[start]
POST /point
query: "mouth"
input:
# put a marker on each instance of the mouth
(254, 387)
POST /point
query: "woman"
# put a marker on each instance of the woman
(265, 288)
[end]
**Brief**
Lay out the data above as a Markdown table with the columns Row and Line, numbering each line in order and leaving out blank lines.

**Output of the exercise**
| Row | Line |
|---|---|
| 1 | POST /point |
| 2 | query: "mouth" |
| 3 | input: |
| 4 | # put a marker on each instance of the mouth |
| 5 | (254, 387) |
| 6 | POST /point |
| 7 | query: "woman" |
| 8 | # put a marker on each instance of the woman |
| 9 | (265, 288) |